* [Task goal]: Every line below needs to be reproduced exactly.

[Stored items]
--------------------

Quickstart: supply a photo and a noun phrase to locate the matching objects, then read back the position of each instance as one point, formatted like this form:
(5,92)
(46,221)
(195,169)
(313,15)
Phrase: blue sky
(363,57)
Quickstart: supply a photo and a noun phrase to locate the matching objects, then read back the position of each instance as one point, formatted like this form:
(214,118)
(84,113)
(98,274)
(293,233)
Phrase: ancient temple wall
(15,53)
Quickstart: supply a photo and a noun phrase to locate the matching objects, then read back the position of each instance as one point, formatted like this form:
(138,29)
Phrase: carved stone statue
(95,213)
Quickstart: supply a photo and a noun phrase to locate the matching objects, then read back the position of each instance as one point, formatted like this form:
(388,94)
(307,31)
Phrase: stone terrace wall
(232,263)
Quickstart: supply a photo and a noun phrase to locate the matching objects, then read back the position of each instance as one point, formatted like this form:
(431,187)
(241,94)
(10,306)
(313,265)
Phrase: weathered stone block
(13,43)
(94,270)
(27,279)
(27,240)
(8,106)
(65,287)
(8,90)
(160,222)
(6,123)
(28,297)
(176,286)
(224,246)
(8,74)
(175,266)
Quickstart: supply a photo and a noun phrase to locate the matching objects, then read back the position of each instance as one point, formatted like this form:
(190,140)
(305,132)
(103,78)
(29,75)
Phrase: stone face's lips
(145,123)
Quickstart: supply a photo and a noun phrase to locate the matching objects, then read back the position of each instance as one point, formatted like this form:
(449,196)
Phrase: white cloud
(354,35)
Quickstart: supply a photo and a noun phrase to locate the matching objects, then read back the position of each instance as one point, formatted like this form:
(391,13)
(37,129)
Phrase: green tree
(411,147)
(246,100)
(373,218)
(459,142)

--------------------

* [The completed task]:
Quickstart: supply a photo and a noun phrase to locate the matching objects, then read back the position of each instance as one point, formatted like this form:
(5,92)
(46,221)
(195,169)
(313,15)
Phrase: blue sky
(363,57)
Quickstart: supply a photo and a noun phrase to locate the matching objects, then read back the position of each instance as one point, formatted like this form:
(214,118)
(84,113)
(98,274)
(293,233)
Phrase: ancient temple wall
(15,53)
Quickstart: supply a photo and a noun phrase to locate the matching objects, then read back the position of each instance as one point, formatted like this form:
(138,29)
Phrase: carved stone statue
(95,213)
Quickstart: supply a photo and a noun phrase to locate the matching objects, then read back the position of each instance as one point, formatted like this form:
(388,94)
(307,31)
Phrase: stone terrace wall
(232,263)
Quickstart: supply a photo and a noun phrase to locate the matching objects, then read back the position of each instance as one point, formatted like this form:
(431,187)
(241,94)
(10,306)
(313,265)
Phrase: weathered stone block
(13,43)
(94,270)
(27,279)
(27,240)
(8,106)
(65,287)
(8,90)
(160,222)
(6,123)
(28,297)
(176,286)
(224,246)
(8,74)
(175,266)
Quickstart: supply a photo and a noun phrase to locate the matching objects, then read back the position of each instance as one point, formatted like this form:
(190,140)
(305,132)
(103,78)
(29,75)
Phrase: stone face's lips
(145,123)
Quickstart: supply a photo and a noun phrase to locate the matching objects, then read back the position of each instance as one point, formatted like this form:
(449,196)
Phrase: white cloud
(354,35)
Quickstart: supply a photo and a noun phrase to locate the matching objects, then read back the position of each instance as one point, formatted like this form:
(391,13)
(37,129)
Phrase: green tree
(411,147)
(246,100)
(373,218)
(459,142)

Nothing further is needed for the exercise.